**SET EXERCISE**
Please find each line in the data below that contains the string "droplet" and copy those lines out in full.

**Bounding-box records**
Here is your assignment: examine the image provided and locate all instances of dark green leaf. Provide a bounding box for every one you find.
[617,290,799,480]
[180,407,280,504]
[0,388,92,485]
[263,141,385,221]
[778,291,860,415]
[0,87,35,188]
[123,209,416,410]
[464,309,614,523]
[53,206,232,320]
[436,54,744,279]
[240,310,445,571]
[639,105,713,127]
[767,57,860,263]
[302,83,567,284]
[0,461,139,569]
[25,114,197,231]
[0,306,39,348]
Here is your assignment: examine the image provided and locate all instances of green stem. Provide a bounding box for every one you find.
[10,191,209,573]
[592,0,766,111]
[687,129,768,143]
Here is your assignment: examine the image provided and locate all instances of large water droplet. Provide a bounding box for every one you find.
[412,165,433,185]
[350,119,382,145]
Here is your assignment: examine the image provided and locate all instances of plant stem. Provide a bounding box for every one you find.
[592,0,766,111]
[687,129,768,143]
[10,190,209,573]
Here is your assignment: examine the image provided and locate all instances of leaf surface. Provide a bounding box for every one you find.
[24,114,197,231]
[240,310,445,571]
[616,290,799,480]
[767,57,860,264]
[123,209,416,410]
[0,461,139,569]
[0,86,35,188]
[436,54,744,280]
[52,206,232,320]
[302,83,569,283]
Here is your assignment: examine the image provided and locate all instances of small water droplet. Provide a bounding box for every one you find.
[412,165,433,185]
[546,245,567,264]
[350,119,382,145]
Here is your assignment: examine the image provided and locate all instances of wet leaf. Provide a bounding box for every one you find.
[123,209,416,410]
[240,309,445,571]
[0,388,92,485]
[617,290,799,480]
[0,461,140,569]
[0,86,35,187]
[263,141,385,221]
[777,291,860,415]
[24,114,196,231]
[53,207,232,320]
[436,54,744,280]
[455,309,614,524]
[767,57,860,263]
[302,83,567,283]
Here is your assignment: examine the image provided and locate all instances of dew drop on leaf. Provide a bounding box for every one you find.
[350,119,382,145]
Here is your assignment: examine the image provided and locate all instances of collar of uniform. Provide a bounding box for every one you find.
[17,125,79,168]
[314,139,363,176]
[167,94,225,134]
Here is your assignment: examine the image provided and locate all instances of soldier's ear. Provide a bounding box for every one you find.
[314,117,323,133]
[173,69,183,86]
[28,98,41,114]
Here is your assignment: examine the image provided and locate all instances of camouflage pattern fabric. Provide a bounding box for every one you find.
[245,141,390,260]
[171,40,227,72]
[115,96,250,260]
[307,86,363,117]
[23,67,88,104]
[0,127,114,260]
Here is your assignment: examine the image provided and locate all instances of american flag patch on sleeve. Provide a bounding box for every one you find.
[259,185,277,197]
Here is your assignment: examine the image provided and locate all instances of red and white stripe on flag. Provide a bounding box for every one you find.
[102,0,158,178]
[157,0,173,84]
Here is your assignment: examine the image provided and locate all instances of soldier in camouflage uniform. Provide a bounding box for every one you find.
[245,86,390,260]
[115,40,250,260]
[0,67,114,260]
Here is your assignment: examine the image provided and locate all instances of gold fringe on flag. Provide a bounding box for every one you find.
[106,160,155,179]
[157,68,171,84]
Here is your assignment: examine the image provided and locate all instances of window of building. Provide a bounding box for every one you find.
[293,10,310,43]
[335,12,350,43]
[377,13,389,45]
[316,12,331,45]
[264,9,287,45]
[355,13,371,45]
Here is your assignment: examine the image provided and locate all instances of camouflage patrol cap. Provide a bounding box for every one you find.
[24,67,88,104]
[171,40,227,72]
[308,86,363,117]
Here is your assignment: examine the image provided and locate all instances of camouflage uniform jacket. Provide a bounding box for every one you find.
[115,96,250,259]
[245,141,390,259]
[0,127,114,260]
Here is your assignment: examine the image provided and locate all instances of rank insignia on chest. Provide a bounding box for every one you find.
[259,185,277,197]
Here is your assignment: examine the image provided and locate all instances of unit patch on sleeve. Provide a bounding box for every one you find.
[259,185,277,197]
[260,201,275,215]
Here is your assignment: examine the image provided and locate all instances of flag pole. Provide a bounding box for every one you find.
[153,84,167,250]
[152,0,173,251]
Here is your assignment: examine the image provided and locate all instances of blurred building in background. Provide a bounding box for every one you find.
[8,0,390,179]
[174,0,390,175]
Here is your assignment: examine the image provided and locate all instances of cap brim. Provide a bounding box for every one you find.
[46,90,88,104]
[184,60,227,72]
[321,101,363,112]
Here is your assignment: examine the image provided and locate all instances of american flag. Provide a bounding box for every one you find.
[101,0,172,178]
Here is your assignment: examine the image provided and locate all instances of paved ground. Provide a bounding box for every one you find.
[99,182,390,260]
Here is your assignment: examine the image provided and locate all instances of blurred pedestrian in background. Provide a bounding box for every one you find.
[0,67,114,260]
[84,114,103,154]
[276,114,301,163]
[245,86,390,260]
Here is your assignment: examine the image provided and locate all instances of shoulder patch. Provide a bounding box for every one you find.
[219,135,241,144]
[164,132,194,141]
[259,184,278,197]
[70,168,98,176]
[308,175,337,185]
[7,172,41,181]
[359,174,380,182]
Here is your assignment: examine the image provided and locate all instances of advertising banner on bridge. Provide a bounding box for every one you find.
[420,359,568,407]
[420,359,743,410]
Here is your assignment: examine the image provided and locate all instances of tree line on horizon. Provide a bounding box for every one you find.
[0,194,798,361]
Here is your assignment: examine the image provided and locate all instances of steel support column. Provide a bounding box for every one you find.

**SOLUTION**
Here is your assignment: examine the image provided and locate all instances of large water droplet. Provide a bounding box for every one you find.
Here is your assignment: examine the image provided and locate all instances of small water droplet. Provide a bounding box for every one you find.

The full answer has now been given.